[start Stored records]
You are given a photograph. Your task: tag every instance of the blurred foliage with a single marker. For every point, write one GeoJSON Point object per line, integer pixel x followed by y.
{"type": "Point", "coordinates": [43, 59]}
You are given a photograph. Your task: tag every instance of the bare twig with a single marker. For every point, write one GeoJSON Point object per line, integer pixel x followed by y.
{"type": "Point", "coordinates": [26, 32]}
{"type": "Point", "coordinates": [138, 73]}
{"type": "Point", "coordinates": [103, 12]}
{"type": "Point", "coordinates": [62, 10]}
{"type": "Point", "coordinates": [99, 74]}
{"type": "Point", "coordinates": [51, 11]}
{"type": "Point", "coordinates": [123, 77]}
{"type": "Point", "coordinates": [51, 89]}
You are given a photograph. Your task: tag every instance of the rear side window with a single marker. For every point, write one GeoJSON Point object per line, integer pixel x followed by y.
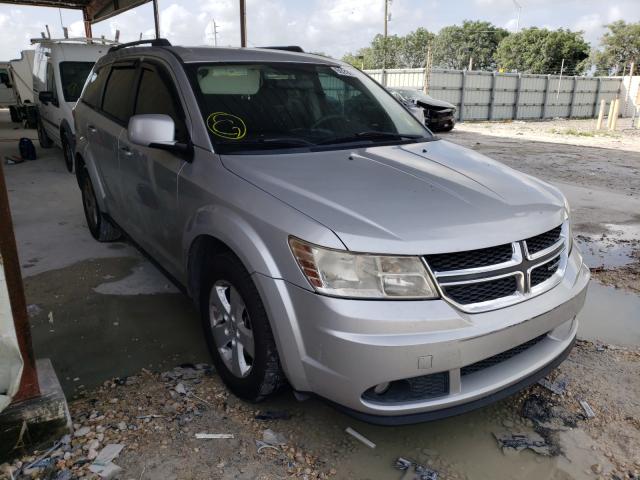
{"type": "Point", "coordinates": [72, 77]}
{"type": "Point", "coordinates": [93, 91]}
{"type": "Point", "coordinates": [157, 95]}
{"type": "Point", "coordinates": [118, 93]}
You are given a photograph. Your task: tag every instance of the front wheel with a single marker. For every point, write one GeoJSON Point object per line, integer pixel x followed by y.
[end Stored records]
> Problem to work on: Please reproduce the part of the records that opens with the line containing "of the bare" and runs through the end of the records, swapping "integer pixel" for "whole-number pixel" and leaving everything else unchanged. Omit the pictures from your answer.

> Solved problem:
You are given a photograph. Your task: tag every instance of the bare twig with a single marker. For every point, write one GeoJSON Point object per line, whole-number pixel x followed by y.
{"type": "Point", "coordinates": [26, 32]}
{"type": "Point", "coordinates": [138, 73]}
{"type": "Point", "coordinates": [103, 12]}
{"type": "Point", "coordinates": [62, 10]}
{"type": "Point", "coordinates": [99, 74]}
{"type": "Point", "coordinates": [51, 11]}
{"type": "Point", "coordinates": [123, 77]}
{"type": "Point", "coordinates": [51, 89]}
You are given a photograph. Your task: tag every instance of the rear side window with a single marker. For every point, write one GeoJSON Point object per line, whole-number pixel x followed by y.
{"type": "Point", "coordinates": [72, 77]}
{"type": "Point", "coordinates": [93, 91]}
{"type": "Point", "coordinates": [157, 95]}
{"type": "Point", "coordinates": [118, 93]}
You are given a photograph. Your task: tag every instance of the front wheel with a single marker. For every point, write one GeoJSON Point object per line, whole-number pixel x followed by y.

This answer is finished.